The full set of records needs to be retyped exactly.

Dataset excerpts:
-----

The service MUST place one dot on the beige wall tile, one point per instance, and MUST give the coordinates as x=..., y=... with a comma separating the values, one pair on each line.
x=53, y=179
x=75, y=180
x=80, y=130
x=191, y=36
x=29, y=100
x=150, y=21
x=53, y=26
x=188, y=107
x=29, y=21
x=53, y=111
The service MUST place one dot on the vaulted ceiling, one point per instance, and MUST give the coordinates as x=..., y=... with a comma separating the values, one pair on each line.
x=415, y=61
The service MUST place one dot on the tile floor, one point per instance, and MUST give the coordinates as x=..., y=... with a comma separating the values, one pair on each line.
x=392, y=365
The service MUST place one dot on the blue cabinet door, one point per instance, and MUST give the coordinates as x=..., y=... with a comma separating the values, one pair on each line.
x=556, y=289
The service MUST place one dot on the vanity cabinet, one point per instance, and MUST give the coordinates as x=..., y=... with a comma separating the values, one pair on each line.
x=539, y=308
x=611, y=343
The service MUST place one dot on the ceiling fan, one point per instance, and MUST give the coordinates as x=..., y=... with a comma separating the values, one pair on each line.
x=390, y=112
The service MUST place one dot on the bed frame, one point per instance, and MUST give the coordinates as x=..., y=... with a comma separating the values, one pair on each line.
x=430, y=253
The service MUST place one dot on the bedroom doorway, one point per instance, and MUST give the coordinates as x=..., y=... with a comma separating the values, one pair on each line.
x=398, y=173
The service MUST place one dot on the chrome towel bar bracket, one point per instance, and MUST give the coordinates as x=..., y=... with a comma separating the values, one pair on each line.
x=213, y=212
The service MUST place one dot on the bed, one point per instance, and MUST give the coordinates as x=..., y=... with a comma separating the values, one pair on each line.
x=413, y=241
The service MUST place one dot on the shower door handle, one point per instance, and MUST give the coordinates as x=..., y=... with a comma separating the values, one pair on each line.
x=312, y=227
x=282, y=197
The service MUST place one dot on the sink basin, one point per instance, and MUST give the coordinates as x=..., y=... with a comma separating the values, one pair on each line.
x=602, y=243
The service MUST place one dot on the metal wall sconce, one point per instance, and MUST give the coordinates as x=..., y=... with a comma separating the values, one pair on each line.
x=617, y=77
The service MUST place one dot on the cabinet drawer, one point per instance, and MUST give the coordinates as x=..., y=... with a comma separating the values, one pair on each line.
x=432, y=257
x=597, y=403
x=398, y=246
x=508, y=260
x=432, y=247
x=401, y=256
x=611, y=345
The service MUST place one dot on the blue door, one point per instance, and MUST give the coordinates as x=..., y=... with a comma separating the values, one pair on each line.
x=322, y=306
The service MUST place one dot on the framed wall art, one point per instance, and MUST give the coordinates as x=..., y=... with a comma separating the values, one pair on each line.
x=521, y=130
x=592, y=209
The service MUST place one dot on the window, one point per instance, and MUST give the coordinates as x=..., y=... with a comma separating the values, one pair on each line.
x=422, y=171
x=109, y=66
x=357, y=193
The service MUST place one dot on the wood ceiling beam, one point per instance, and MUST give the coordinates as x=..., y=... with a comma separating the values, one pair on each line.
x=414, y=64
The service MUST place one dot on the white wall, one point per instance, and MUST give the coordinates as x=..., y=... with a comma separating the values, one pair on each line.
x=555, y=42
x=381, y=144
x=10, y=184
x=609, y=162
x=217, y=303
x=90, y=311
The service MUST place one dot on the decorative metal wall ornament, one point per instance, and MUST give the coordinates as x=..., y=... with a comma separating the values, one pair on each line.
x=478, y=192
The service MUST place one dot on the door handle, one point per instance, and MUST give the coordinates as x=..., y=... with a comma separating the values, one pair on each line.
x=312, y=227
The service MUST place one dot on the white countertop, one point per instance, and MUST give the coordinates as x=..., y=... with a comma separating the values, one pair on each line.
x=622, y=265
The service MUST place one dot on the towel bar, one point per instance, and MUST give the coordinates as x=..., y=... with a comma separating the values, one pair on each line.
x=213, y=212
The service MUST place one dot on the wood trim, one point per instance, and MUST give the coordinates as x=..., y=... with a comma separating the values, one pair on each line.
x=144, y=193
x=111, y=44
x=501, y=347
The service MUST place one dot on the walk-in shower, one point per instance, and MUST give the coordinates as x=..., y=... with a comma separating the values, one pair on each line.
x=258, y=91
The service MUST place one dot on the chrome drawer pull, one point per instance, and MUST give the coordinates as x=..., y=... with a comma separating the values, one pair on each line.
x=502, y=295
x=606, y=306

-----

Response box:
The service MUST place one dot on the beige wall tile, one point per instance, and MUST give the coordinates as x=..., y=... with a comma separating the values, one pair on each line.
x=53, y=179
x=75, y=180
x=80, y=130
x=191, y=36
x=29, y=100
x=150, y=21
x=53, y=26
x=188, y=107
x=29, y=21
x=53, y=111
The service MUST place one dot on the vaulted ceiling, one point per instance, and MUST give the coordinates as x=..., y=... with a comma separating the values, one pair on each line.
x=415, y=61
The service MUST place one dot on the tile floor, one point per instance, and MUST give the coordinates as x=..., y=... with a comma separating the values, one pair on each line.
x=392, y=365
The service MUST place one dot on the blue cabinet door, one point per instance, and MUST give the coordinates as x=..., y=... with a comma separating the values, one pair on each line.
x=556, y=289
The service MUST place one dot on the vanity cabinet, one point per instance, and MUST give the coordinates as x=..., y=... with a comma separating the values, one pair on each line.
x=539, y=308
x=611, y=343
The service MUST place one dot on the ceiling fan, one point per instance, and MUST give the coordinates as x=..., y=... with a comma separating the values, one pair on each line.
x=390, y=112
The service MUST place one dot on the bed frame, one point per instance, and MUST give the coordinates as x=..., y=... with a comma separating the values, one pair on each line.
x=430, y=253
The service MUST place one dot on the bedroom doorway, one point per instance, and MUST give the coordinates as x=..., y=... with a comma separating the values, one pair on each line.
x=398, y=173
The service MUST place one dot on the chrome towel bar bracket, one point per instance, and MUST give the coordinates as x=..., y=... with a comma separating the values, one pair on each line.
x=213, y=212
The service MUST place one dot on the bed, one point per instance, and MUST give the coordinates as x=..., y=... with a comma separating the values, one pair on each line.
x=413, y=241
The service MUST place one dot on the shower door handle, one point per instance, and MUST give the coordinates as x=..., y=... with a comma separating the values, one pair on each line.
x=312, y=227
x=282, y=197
The service MUST place one dot on the sink basin, one point per instance, and MUST give the coordinates as x=..., y=... with a comma separating the values, one pair on each line.
x=602, y=243
The service MUST place one dot on the metal wall sconce, one point per instance, and MUST give the coordinates as x=..., y=... with a comma separating the values, one pair on each line.
x=617, y=77
The service MUST place one dot on the cabinet drawer, one point per instance, and MUST give the coordinates as x=..., y=... with a comma separating the values, one pair on each line.
x=432, y=257
x=597, y=403
x=398, y=246
x=508, y=260
x=432, y=247
x=401, y=256
x=611, y=345
The service MUST place one dot on the blue door, one point per instance, and MUST give the coordinates as x=..., y=... with a comma separating the values, one pair on each line.
x=322, y=306
The service MUST place one dot on the framed wall art, one point per instance, and MUST give the coordinates as x=..., y=... with a comma separating the values, one pair on each line.
x=521, y=130
x=592, y=209
The service MUST place one dot on the window, one point per instance, and MUST give the coordinates as x=..., y=... with a comma separating the values, one pair on each line.
x=422, y=171
x=109, y=66
x=357, y=193
The service MUST place one dot on the wood ceiling beam, one point per instance, and MUST give the coordinates as x=..., y=... with a comma separating the values, one pair on each line.
x=414, y=64
The service MUST place one dot on the white wall, one point per instance, and MUST give the coordinates as x=..., y=... with a comma separating the values, one pair on each line.
x=555, y=42
x=381, y=144
x=10, y=184
x=609, y=162
x=217, y=303
x=90, y=311
The service MUST place one dot on the decorative metal wall ornament, one point per instance, and MUST give the coordinates as x=..., y=... with a comma separating the values, one pair on each line.
x=478, y=192
The service MUST place one dot on the door handle, one point per instance, and MUST give the coordinates as x=..., y=... with a comma separating the values, one pair on each line.
x=312, y=227
The service MUST place one dot on the white countertop, one point per instance, and MUST give the coordinates as x=..., y=... with a comma separating the values, one pair on each line.
x=622, y=265
The service MUST place one dot on the towel bar, one point per instance, and MUST give the coordinates as x=..., y=... with a comma separating the values, one pair on each line.
x=213, y=212
The service MUST place one dot on the wood trim, one point per instance, and MUST give the coordinates as x=..., y=... with a comma separating the values, one pair on each line.
x=144, y=193
x=111, y=44
x=501, y=347
The service MUST place one dot on the walk-in shower, one point per instance, and MUST give the coordinates as x=..., y=... with a comma separating the values, one pair on each line.
x=258, y=91
The service MUST place one dot on the chrome drawer pull, one point per instance, and MUST give the coordinates as x=..., y=... with a comma separating the values, one pair on each line.
x=502, y=295
x=606, y=306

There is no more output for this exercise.